#### EXTRAIT CHOISI:
========================================================================
Posté : lun. sept. 05, 2011 10:54 pm
par Matthieu
Yalda étudie la physique à l'université de Zeugma. En étant célibataire, en refusant d'avoir des enfants et en fréquentant les milieux féministes, elle mène une vie libérée tout juste tolérée en ville mais pas dans la campagne dont elle est originaire. A sa décharge, il faut dire que le mode de reproduction de son espèce n'est pas très favorable au sexe féminin. Ah, et la physique qu'elle étudie n'est pas celle de notre univers. Déjà la vitesse de la lumière dépend de sa couleur. Cela, n'importe quel enfant qui regarde les trainées colorées que font les étoiles le sait. Yalda, à la suite d'une série d'observations, va établir une nouvelle théorie de la lumière qui bouleverse l'intégralité de la physique. Cette théorie va être mise à l'épreuve par l'apparition de phénomènes astronomiques étranges. Phénomènes qui, d'après Yalda, pourraient s'avérer dangereux pour le monde lui-même, à moins qu'une solution ne puisse venir de sa nouvelle théorie.
========================================================================
#### OBJECTIF DE L'EXERCICE:
D'après l'extrait choisi, de quoi dépend la vitesse de la lumière dans la physique qu'étudie Yalda ?
========================================================================
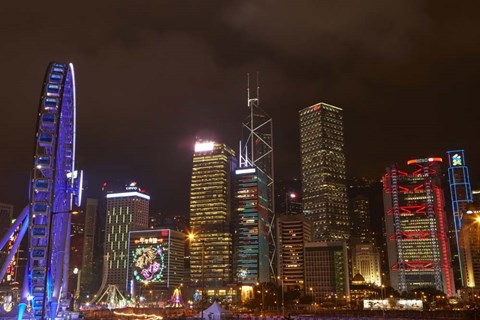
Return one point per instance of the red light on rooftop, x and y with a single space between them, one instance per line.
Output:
434 159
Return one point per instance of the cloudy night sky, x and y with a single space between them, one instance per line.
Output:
153 75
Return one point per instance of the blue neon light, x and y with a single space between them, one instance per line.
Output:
460 192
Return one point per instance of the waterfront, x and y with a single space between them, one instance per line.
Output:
157 314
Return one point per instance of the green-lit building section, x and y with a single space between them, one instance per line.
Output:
210 214
324 189
251 260
126 211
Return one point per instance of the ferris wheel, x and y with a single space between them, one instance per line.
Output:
54 186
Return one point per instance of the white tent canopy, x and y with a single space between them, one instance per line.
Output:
214 312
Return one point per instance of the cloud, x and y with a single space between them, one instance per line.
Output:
327 29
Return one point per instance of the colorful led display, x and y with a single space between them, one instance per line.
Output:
148 263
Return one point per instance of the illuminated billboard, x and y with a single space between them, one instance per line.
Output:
148 262
155 257
204 146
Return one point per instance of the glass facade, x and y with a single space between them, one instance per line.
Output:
126 211
416 226
293 232
323 171
210 213
251 260
326 270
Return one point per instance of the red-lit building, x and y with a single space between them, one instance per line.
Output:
416 226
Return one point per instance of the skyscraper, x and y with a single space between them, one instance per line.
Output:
256 151
6 216
127 210
288 197
326 270
366 261
91 211
323 171
461 198
210 213
251 258
293 232
416 226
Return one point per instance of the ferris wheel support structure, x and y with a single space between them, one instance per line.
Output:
54 185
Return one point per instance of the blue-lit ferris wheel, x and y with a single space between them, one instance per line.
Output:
54 186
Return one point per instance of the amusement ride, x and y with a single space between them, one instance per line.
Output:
55 186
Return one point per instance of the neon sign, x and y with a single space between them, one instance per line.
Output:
149 263
456 160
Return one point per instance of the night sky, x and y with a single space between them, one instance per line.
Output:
153 75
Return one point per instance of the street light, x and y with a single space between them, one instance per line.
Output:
49 252
76 295
283 297
192 237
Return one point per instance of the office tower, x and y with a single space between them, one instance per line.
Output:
6 216
155 220
326 271
127 210
155 263
366 261
323 171
469 240
461 197
469 246
88 269
416 227
293 232
251 250
210 214
288 197
256 151
77 236
361 221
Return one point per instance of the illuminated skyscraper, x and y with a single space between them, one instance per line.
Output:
416 226
256 151
461 197
326 270
6 216
251 227
127 210
293 232
324 188
210 213
366 261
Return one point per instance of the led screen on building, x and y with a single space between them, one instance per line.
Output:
148 258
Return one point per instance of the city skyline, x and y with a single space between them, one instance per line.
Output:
155 77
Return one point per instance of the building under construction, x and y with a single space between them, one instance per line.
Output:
416 226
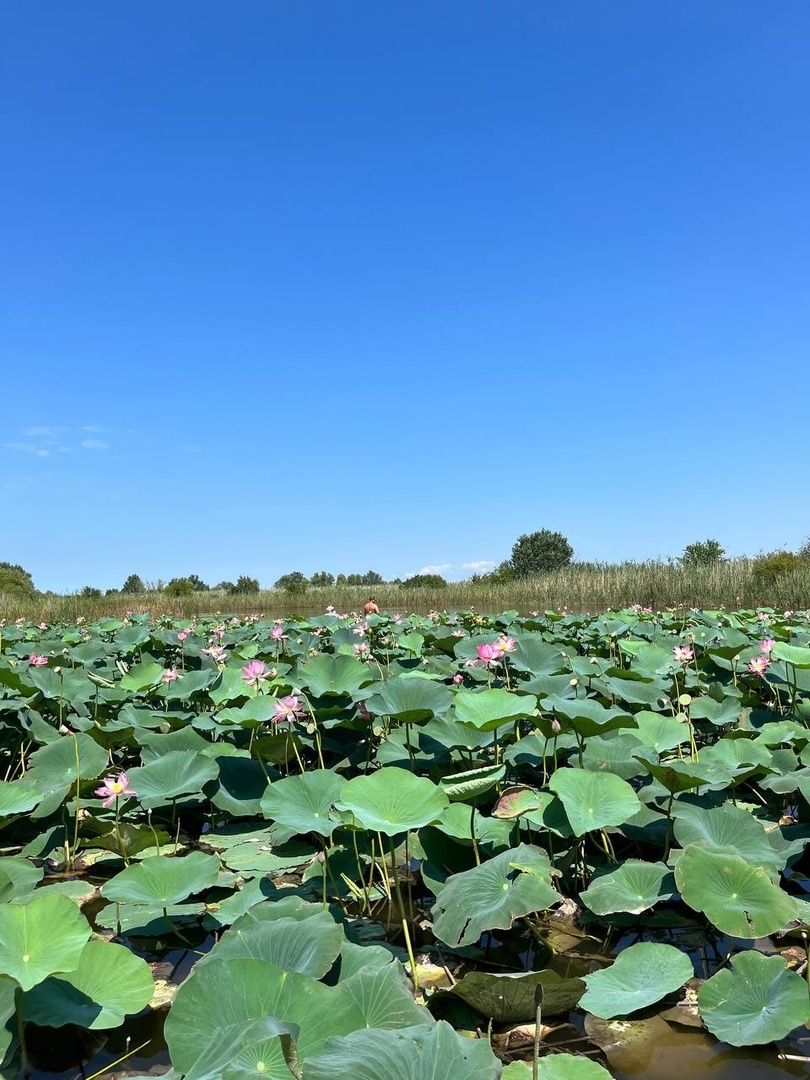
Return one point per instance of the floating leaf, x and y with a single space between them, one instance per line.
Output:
639 976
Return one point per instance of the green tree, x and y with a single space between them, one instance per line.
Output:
245 584
322 578
541 552
133 584
15 581
178 586
702 553
424 581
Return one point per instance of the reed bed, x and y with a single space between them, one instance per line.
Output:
592 588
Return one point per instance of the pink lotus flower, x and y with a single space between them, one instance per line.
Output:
112 790
287 709
759 665
254 673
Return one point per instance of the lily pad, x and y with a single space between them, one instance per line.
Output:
639 976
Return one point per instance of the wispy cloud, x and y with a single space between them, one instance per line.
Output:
40 451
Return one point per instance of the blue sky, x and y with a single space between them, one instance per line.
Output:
365 285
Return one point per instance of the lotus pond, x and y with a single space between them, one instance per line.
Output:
455 845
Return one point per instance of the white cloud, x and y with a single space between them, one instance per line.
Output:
27 448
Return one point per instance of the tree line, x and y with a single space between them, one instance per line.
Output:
543 551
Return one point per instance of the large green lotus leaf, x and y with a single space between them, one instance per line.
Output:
612 753
796 655
759 1000
309 946
410 700
161 880
176 773
143 676
383 998
683 775
459 786
593 799
71 757
639 976
41 937
242 783
487 710
304 801
633 887
413 1053
512 998
557 1067
737 898
108 984
726 828
224 995
660 731
491 895
392 800
586 716
17 877
333 674
18 796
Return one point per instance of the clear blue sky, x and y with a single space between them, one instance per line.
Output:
306 284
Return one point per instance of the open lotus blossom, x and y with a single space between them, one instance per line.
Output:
758 665
254 673
287 709
112 790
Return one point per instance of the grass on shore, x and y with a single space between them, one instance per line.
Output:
731 584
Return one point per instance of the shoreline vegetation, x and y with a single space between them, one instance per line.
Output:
731 584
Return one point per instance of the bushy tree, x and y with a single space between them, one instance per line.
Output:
15 580
540 552
178 586
322 578
133 584
294 583
245 584
702 553
424 581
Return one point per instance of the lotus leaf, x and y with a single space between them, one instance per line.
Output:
594 799
304 801
737 898
413 1053
758 1000
176 773
491 895
162 880
633 887
41 937
392 800
108 984
639 976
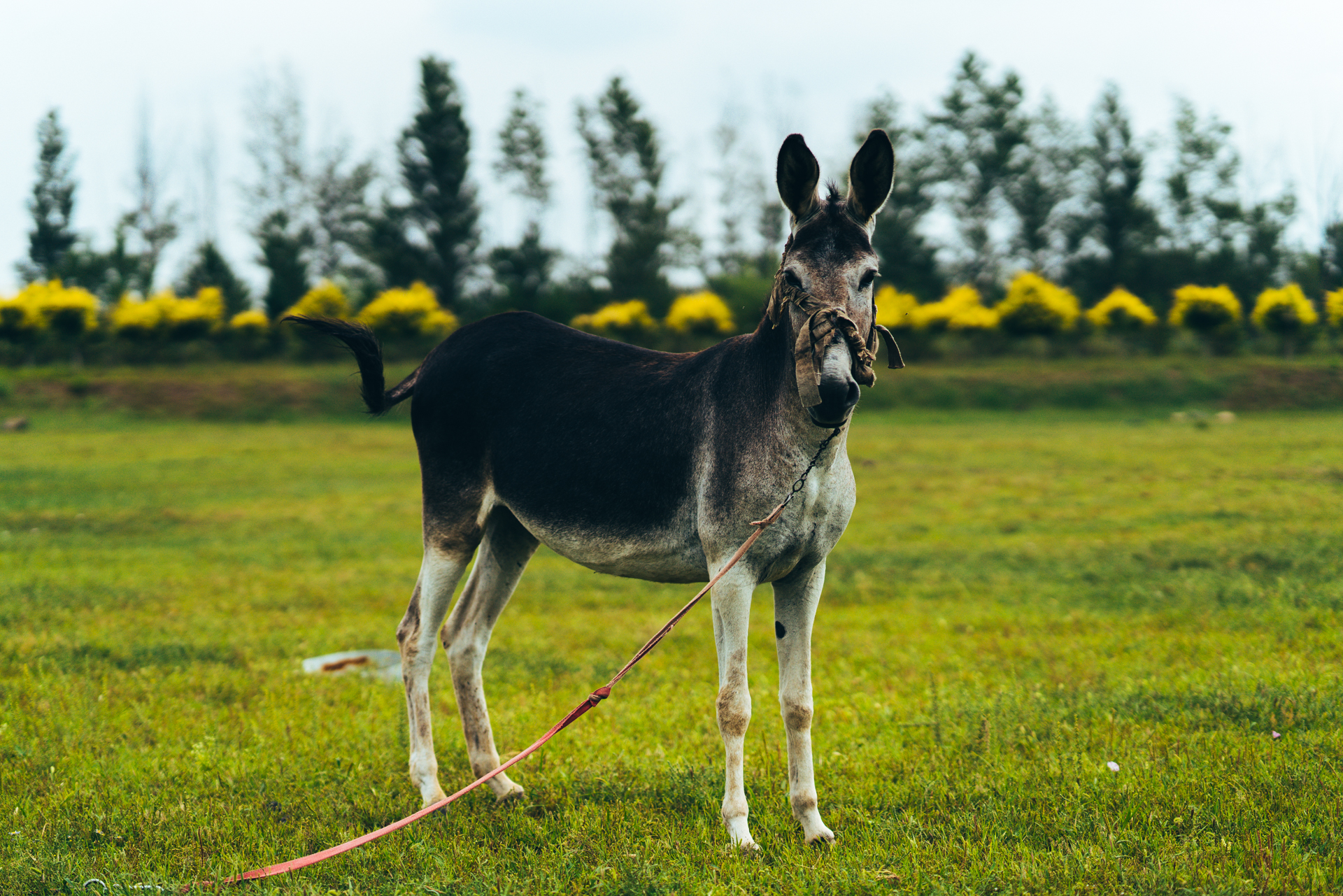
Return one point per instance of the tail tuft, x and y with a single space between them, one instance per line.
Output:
369 355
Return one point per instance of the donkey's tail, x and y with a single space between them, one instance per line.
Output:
369 355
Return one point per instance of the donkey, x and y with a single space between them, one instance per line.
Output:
646 465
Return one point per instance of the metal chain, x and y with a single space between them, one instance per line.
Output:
802 480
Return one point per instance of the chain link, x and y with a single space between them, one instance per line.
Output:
802 480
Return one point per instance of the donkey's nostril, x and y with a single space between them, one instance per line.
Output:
852 397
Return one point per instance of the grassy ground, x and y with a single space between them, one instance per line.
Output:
1020 599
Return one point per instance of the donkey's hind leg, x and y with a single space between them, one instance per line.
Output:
731 618
445 560
467 634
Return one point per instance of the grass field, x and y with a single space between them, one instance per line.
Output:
1020 599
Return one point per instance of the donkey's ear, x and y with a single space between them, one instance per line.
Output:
871 176
798 175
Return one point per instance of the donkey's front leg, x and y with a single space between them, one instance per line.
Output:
731 620
795 601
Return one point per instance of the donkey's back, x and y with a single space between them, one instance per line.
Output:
648 465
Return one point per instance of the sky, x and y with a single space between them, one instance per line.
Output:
1272 70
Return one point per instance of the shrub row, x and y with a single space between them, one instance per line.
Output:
51 313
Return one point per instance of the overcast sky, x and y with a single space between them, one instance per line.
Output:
1272 70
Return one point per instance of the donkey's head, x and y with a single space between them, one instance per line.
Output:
829 259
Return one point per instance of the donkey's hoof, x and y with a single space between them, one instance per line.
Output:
513 792
823 836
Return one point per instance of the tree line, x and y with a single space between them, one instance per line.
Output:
986 185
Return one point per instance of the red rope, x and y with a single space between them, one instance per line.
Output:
592 699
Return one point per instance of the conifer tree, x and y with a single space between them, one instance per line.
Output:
626 167
51 204
434 236
1116 220
210 268
975 136
524 270
908 259
278 197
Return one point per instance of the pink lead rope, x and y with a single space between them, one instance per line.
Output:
590 702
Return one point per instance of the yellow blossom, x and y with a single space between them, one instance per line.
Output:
620 318
1036 306
1122 309
406 313
974 318
960 303
1284 311
1205 308
1334 308
324 300
65 309
700 313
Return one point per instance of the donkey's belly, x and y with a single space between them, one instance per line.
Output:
657 557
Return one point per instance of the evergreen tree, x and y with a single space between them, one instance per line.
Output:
436 236
626 169
153 223
280 195
975 136
284 250
908 259
1116 227
1331 255
524 270
1044 178
210 268
1201 187
337 192
51 204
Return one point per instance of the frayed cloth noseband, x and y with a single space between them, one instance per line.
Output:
817 324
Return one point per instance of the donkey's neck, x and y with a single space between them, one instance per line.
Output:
774 375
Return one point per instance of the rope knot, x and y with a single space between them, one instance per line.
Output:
817 327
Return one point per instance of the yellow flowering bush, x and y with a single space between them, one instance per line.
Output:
250 322
626 319
408 313
166 315
962 305
50 306
1122 311
19 321
1284 311
1205 308
67 311
700 313
324 300
974 318
896 309
1334 308
1035 306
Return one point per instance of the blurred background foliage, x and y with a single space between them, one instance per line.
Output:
1010 230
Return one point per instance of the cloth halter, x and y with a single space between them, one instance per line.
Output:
817 327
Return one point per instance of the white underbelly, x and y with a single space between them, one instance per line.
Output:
661 557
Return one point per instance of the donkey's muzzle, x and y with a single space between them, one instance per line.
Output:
839 398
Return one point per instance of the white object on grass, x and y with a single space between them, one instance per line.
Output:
385 665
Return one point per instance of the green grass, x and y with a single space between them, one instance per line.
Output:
1020 599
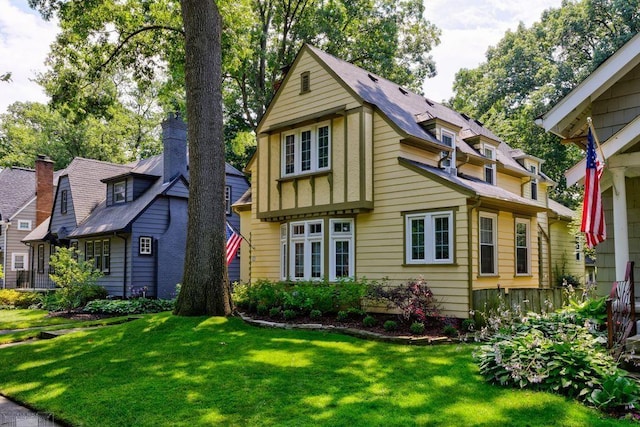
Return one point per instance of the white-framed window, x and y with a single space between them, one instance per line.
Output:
19 261
341 251
283 251
534 183
24 224
488 227
448 138
490 168
120 192
306 150
522 246
227 199
145 245
429 238
306 252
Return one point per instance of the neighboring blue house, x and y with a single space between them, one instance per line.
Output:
130 219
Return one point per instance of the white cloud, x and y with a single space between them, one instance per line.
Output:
24 44
469 27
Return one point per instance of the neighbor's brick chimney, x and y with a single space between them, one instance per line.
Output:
44 188
174 141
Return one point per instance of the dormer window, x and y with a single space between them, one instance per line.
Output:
305 82
449 139
119 192
306 150
490 168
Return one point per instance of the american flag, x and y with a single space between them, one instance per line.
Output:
593 224
234 239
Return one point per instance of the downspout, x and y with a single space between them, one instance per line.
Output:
124 278
470 249
4 252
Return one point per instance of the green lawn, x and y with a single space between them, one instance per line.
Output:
166 370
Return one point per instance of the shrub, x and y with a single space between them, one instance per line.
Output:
========================================================================
#### RÉSULTAT DE LA TÂCHE:
Elle dépend de sa couleur.